> **Selection**
▬▬▬
Fuglebjerg is a town , with a population of 2,268 (1 January 2022), in Næstved Municipality on Zealand in Region Sjælland in Denmark.

Fuglebjerg was the municipal seat of the former Fuglebjerg Municipality, until 1 January 2007.

Fuglebjerg Church

Fuglebjerg Church consist of a Romanesque nave and a late Gothic weapon house facing north. The tower dates back to 1838.

Fuglebjerg Municipality

Fuglebjerg Municipality was a municipality (Danish, kommune) in Vestsjælland County on the west the island of Zealand (Sjælland) in south Denmark. The municipality covered an area of 141 km2, and had a total population of 6,582 (2005).  Its last mayor was Henrik Willadsen, a member of the Venstre (Liberal Party) political party.
▬▬▬
> **Given request A**
Pick out every line of the records that contains the string "body" and copy each of those lines.
▬▬▬
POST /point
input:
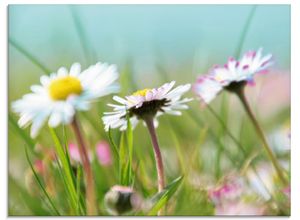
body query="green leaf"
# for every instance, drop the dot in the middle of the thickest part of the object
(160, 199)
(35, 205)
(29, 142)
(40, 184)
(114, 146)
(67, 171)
▬▬▬
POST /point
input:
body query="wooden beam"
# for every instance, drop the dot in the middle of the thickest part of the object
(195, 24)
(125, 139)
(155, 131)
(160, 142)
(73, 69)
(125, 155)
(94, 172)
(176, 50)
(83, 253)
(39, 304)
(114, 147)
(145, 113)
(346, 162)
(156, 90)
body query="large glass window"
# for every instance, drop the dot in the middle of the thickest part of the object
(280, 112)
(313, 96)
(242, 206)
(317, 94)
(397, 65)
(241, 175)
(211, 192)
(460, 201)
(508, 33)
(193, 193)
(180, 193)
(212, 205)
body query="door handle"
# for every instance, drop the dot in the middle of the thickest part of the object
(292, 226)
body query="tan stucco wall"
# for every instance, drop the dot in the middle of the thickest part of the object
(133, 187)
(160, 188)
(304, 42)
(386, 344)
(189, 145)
▬▬▬
> **Given request B**
According to the passage on Fuglebjerg, from what year does the tower of Fuglebjerg Church date?

> **Final result A**
body query="green leaf"
body query="wooden beam"
body query="large glass window"
body query="door handle"
body query="tan stucco wall"

> **Final result B**
1838